= Provided data =
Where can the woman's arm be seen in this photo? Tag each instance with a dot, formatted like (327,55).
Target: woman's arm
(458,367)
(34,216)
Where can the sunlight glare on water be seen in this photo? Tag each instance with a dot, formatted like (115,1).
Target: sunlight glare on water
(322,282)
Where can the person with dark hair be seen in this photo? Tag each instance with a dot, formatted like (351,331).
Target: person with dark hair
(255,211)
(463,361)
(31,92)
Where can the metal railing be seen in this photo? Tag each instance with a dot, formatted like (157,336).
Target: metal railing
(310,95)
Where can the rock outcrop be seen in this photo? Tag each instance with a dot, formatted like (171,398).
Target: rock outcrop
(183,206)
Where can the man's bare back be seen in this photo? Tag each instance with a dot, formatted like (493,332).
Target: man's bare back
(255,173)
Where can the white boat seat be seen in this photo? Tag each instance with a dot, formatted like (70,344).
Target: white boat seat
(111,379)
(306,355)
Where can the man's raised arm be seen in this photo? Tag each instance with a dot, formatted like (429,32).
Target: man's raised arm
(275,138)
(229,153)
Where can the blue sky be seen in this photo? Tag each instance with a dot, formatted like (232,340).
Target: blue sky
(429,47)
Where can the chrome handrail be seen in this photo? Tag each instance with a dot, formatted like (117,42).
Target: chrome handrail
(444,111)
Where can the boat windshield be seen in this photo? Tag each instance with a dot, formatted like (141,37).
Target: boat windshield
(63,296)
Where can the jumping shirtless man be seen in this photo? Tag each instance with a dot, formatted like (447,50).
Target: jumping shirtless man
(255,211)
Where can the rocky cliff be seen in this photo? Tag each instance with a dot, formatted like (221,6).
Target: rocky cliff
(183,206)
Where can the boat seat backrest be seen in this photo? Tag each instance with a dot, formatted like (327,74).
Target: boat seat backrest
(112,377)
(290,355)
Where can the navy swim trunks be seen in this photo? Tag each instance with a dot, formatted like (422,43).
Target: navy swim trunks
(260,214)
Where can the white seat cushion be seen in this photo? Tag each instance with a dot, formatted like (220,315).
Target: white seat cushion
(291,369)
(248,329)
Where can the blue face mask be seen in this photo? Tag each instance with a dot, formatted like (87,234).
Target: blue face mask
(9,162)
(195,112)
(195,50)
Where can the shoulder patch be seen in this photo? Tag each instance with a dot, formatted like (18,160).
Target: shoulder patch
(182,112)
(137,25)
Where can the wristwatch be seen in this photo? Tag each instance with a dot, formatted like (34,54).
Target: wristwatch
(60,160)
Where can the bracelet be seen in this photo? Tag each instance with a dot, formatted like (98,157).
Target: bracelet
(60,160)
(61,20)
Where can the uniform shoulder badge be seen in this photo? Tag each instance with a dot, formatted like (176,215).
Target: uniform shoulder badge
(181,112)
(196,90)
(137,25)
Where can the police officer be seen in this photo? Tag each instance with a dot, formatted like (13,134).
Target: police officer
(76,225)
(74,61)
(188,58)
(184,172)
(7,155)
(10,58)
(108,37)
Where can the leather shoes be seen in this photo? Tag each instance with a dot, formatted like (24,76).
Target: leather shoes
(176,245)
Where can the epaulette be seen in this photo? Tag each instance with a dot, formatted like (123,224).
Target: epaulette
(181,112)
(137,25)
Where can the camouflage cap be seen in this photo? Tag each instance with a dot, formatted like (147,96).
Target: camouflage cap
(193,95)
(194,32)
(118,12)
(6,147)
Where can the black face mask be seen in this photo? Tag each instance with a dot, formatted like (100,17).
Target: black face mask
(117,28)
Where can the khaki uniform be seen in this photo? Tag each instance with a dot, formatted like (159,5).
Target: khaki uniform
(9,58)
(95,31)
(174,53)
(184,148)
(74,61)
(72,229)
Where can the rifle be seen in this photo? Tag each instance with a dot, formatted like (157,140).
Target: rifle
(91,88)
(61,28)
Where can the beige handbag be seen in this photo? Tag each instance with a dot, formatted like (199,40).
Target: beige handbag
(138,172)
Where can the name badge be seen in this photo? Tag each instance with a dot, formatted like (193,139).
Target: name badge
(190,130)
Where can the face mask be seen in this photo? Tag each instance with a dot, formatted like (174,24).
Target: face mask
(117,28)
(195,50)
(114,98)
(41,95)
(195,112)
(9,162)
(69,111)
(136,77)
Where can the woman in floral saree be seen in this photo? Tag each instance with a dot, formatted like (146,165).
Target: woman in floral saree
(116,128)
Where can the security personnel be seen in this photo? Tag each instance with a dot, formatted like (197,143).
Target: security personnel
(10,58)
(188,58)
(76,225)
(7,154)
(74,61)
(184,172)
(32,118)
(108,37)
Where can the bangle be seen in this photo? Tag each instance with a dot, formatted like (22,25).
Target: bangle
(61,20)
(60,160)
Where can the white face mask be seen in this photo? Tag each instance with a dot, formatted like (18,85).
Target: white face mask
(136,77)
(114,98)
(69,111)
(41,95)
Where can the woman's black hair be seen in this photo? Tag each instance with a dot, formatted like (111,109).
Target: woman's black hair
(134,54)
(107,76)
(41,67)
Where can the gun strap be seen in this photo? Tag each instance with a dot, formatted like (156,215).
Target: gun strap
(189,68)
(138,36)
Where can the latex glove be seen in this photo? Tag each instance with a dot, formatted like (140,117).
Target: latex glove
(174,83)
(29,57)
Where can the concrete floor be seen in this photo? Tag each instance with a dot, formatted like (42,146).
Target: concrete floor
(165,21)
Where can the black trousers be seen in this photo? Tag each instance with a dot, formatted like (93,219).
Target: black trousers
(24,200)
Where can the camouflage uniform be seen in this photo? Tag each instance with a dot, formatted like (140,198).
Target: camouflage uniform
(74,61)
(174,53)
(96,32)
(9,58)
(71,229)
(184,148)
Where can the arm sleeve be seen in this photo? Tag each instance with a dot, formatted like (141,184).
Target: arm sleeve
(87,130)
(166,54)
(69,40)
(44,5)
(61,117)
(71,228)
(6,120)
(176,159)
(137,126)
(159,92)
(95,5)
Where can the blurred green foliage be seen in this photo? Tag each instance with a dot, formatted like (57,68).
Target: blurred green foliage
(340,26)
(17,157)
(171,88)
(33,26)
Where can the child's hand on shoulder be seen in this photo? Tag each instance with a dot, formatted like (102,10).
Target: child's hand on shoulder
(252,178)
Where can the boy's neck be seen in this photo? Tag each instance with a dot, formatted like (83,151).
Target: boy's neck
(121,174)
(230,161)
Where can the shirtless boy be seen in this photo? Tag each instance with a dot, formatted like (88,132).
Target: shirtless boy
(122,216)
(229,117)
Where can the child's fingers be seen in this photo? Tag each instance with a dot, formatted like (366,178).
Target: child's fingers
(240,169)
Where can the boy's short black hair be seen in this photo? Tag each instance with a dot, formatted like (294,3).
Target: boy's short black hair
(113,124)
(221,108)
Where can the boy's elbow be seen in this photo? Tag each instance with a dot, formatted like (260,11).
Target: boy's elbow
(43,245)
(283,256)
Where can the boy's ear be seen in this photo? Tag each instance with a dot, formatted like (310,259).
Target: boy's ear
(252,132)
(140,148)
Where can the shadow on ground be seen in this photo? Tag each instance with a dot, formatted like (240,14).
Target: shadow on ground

==

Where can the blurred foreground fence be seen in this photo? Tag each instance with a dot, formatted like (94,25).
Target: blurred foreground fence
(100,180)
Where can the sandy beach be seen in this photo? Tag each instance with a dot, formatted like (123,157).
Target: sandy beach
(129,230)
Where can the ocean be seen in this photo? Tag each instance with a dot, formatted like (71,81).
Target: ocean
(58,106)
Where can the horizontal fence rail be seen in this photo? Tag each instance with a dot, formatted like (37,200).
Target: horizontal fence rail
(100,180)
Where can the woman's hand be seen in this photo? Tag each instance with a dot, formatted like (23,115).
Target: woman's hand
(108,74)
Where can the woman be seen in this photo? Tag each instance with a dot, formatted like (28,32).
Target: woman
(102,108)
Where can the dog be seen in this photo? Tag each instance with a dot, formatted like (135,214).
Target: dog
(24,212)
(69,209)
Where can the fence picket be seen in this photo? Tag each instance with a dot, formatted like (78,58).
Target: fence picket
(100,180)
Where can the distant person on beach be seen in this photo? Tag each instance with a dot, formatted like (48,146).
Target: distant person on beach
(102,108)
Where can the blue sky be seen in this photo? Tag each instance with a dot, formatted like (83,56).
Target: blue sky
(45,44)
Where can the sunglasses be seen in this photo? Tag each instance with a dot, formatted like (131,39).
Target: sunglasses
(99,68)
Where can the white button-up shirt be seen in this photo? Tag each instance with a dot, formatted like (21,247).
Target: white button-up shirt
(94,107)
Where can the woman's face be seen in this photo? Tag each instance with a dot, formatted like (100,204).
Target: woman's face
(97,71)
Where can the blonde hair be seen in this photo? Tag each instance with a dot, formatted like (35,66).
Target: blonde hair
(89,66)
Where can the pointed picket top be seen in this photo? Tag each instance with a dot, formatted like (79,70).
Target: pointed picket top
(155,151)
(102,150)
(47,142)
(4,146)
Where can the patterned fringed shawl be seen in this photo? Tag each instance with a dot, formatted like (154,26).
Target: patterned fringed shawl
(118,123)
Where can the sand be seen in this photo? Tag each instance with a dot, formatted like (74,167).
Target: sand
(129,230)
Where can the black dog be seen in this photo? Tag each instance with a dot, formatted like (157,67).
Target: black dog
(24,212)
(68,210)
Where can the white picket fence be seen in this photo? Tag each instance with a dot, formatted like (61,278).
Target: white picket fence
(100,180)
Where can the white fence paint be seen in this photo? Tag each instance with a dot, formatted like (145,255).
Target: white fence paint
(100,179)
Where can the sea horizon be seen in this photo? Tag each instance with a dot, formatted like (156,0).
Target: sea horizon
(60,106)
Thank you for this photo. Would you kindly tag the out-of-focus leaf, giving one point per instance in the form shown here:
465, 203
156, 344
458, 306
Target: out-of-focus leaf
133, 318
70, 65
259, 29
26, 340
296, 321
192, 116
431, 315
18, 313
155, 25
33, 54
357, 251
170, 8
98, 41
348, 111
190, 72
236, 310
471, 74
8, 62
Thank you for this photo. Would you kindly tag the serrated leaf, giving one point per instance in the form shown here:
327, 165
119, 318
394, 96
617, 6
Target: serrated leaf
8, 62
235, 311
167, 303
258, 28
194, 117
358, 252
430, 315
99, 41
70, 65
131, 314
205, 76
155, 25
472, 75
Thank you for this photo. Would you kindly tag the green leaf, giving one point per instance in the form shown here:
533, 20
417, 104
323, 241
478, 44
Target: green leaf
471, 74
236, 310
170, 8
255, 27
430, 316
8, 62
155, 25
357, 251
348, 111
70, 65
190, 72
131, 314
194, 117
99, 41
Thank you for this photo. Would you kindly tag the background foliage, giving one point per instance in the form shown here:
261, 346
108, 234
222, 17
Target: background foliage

= The task =
Output the lines above exactly, but only those between the line holding "Where can the boy's neck" and the line holding "Where can the shirtless", inclusive.

= Expected answer =
Where can the boy's neck be seen in this photo? Tag each instance with a dot, formatted like (83,151).
Target: boy's neck
(121,174)
(230,161)
Where can the shirtless boy be seen in this photo? Tag each instance with a dot, formatted like (88,132).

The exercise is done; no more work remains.